(Source records)
[Start of Attachment]
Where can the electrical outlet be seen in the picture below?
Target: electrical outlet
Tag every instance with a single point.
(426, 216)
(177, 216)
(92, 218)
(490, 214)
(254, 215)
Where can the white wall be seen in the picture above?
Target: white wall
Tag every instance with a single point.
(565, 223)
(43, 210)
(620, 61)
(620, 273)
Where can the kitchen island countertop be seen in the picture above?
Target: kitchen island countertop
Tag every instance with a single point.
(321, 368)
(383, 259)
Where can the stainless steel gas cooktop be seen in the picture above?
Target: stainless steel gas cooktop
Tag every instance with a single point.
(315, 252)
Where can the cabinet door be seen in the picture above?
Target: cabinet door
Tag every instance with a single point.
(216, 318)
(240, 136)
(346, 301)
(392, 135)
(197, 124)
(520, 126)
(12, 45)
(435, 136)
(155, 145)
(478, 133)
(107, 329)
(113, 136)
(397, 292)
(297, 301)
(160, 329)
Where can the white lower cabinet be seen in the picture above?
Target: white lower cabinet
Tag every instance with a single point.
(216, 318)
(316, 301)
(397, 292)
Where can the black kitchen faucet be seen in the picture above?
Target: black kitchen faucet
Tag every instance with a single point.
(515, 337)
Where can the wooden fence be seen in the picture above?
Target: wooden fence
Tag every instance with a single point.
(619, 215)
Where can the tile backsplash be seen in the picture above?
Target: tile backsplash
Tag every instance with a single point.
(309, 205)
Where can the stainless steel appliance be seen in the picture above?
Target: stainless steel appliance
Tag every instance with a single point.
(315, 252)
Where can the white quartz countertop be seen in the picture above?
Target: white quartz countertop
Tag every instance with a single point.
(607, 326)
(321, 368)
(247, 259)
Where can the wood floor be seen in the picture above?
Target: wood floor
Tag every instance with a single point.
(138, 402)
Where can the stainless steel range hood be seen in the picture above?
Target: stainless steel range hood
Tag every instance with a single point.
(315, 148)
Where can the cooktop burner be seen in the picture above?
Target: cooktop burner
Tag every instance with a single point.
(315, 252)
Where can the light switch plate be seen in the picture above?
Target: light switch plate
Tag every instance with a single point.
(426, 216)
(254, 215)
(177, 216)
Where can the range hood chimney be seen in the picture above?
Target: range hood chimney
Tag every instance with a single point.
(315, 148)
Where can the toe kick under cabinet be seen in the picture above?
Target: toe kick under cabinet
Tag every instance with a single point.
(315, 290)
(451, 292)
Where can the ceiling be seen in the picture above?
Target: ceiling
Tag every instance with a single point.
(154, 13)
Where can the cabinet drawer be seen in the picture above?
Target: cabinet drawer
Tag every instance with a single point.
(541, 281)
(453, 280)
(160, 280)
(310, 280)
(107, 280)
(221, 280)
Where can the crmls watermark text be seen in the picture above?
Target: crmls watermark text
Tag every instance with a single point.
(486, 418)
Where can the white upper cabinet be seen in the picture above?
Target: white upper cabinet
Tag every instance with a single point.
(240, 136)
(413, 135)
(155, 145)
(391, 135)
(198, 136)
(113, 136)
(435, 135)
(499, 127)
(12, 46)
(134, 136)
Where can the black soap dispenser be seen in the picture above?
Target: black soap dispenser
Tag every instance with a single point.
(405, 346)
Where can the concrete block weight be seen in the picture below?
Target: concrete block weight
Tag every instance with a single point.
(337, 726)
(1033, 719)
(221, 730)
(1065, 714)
[End of Attachment]
Copy all of the data. Keep every word exactly as it is.

Where can the electrical outlet be seen in the picture below?
Target: electrical outlet
Tag every instance with a single point.
(426, 216)
(177, 216)
(92, 218)
(490, 214)
(254, 215)
Where can the white wall be seen in the picture above?
Target: white wall
Tag every instance with a single point.
(565, 223)
(43, 210)
(620, 61)
(620, 273)
Where can the kitchen island countertop be seen in the picture above?
Target: kitchen island countertop
Tag every instance with a single point.
(321, 368)
(383, 259)
Where can the stainless steel gas cooktop be seen in the picture above?
Target: stainless steel gas cooktop
Tag every instance with a single point.
(315, 252)
Where can the cabinet door be seen in the picture above?
Target: cabinet door
Tag every instance with a single point.
(216, 318)
(240, 136)
(346, 301)
(392, 135)
(197, 124)
(520, 126)
(12, 45)
(435, 136)
(155, 145)
(478, 133)
(107, 329)
(113, 136)
(397, 292)
(297, 301)
(160, 329)
Where can the white lower cabinet be seen in the picture above?
Target: white lower cabinet
Tag every instance with a single point.
(216, 318)
(316, 301)
(397, 292)
Where can the black kitchen faucet be seen in the picture above?
Target: black kitchen faucet
Tag every instance with a single point.
(515, 337)
Where can the wooden fence be seen in the picture above?
Target: wooden fence
Tag every instance with a single point.
(619, 215)
Where can the tile backsplash be seen in the picture above?
Target: tile backsplash
Tag every instance with a single point.
(309, 205)
Where can the stainless steel appliance be seen in the picture above?
Target: stainless steel appliance
Tag every instance with a single point.
(315, 252)
Where can the white quartz countertop be seen in the picture above?
Target: white quartz countertop
Tag every instance with a single point.
(607, 326)
(321, 368)
(247, 259)
Where can the wood floor be seen in the picture above?
Target: wood floor
Tag every instance with a single point.
(138, 402)
Where can the stainless steel range hood be seen in the picture above?
Target: stainless steel range hood
Tag every instance with a single point.
(315, 148)
Where can the cooktop burner be seen in the picture above?
Target: cooktop burner
Tag every instance with a single point.
(315, 252)
Where can the light switch plate be seen in the picture above?
Target: light switch plate
Tag every instance with a single point.
(426, 216)
(254, 215)
(177, 216)
Where can the range hood chimney be seen in the picture above?
Target: range hood chimney
Tag every instance with a single point.
(315, 148)
Where can the toe kick under cabinet be seen in the picture above?
Target: toe kick under cabinet
Tag every instance with a single point.
(315, 290)
(451, 292)
Where can the ceiling be seen in the picture above?
Target: ceiling
Tag every instance with a single point.
(154, 13)
Where can the cabinet drawer be seen in the picture above?
Target: cabinet drawer
Tag every instance with a single point.
(541, 281)
(453, 280)
(160, 280)
(310, 280)
(107, 280)
(221, 280)
Where can the crmls watermark text be seen in the picture above?
Target: crmls watermark text
Tag every instance with a single point.
(486, 418)
Where can the white upper cabinet be seen in the picture above?
Target: white upper cabinet
Tag every instance with a single point.
(240, 136)
(413, 135)
(155, 145)
(391, 135)
(198, 136)
(113, 136)
(435, 135)
(499, 127)
(12, 46)
(134, 136)
Where can the black soap dispenser be seen in the picture above?
Target: black soap dispenser
Tag every instance with a single point.
(405, 346)
Where can the concrete block weight be seen in the picture below?
Target: concrete block weight
Tag every instance with a single point.
(337, 726)
(1033, 719)
(221, 730)
(1065, 714)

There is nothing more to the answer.